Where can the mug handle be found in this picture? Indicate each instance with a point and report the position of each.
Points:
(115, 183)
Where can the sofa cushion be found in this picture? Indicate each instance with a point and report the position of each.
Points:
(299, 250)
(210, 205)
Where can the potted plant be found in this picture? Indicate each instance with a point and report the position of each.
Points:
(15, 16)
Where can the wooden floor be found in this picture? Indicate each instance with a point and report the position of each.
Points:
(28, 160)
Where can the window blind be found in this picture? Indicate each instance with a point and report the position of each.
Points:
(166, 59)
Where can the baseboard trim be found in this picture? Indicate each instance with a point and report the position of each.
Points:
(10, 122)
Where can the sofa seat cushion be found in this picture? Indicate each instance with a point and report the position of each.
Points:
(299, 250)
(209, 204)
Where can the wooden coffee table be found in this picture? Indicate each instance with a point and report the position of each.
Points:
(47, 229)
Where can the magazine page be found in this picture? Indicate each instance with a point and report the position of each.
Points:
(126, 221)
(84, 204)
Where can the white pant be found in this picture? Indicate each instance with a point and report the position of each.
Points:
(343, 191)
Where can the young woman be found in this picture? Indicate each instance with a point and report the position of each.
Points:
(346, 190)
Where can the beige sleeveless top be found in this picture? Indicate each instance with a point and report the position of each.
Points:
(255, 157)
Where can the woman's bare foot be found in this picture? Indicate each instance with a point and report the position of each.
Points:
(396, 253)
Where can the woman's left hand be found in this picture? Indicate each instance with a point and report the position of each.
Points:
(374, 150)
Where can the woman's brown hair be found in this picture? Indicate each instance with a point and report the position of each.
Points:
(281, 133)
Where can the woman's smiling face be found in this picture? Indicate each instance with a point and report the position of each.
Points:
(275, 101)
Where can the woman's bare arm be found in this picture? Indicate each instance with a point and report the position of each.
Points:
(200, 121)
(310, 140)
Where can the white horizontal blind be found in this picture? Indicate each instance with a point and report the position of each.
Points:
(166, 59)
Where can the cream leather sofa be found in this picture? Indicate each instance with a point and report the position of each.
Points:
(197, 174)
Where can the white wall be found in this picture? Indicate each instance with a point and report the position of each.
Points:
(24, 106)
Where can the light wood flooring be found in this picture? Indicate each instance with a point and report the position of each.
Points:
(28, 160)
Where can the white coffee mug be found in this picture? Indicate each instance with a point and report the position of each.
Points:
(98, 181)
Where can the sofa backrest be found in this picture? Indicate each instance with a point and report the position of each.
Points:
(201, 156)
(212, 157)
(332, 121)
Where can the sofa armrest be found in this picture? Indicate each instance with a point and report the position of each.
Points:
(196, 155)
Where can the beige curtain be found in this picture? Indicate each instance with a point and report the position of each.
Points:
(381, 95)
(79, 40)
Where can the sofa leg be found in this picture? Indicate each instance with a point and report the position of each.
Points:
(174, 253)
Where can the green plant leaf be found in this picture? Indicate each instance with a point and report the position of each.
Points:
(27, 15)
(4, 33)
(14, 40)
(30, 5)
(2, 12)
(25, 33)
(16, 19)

▶ [Assigned task]: Return the lines above precisely as they appear, beginning at the first line and ending at the line with "Where can the beige sleeveless", and nothing after it.

▶ [Output below]:
Where can the mug handle be found in this picture? Indicate each instance with a point and report the position of each.
Points:
(115, 183)
Where can the sofa cushion be found in this picture? Indicate each instance with a point and report the position of each.
Points:
(299, 250)
(210, 205)
Where can the potted plant be found in this picture? Indicate each instance with a point and report the position of each.
Points:
(15, 16)
Where can the wooden floor be found in this picture? Indicate each instance with a point and report the position of each.
Points:
(28, 160)
Where can the window blind be found in this picture? Indicate each instance with a point and report the position of each.
Points:
(166, 59)
Where can the baseboard trim be found in this picture? Indicate each instance with a point and report the position of each.
Points:
(10, 122)
Where can the sofa seat cushion be found in this picture? Indicate each instance with a point and report the position of each.
Points:
(299, 250)
(209, 204)
Where can the wooden coffee table be found in this picture? Indicate each instance with a point and report the position of each.
Points:
(47, 229)
Where can the magazine page be found in this picture? Indicate each instance with a point and report the position of each.
Points:
(126, 221)
(84, 204)
Where can the white pant be found in this picture? Indicate each instance with a point and report the position of each.
Points:
(343, 191)
Where can the young woman be found in this picture? Indicate each instance with a point and report the position of each.
Points:
(346, 190)
Where can the beige sleeveless top be found in this picture? Indicate each instance with a point and report the position of each.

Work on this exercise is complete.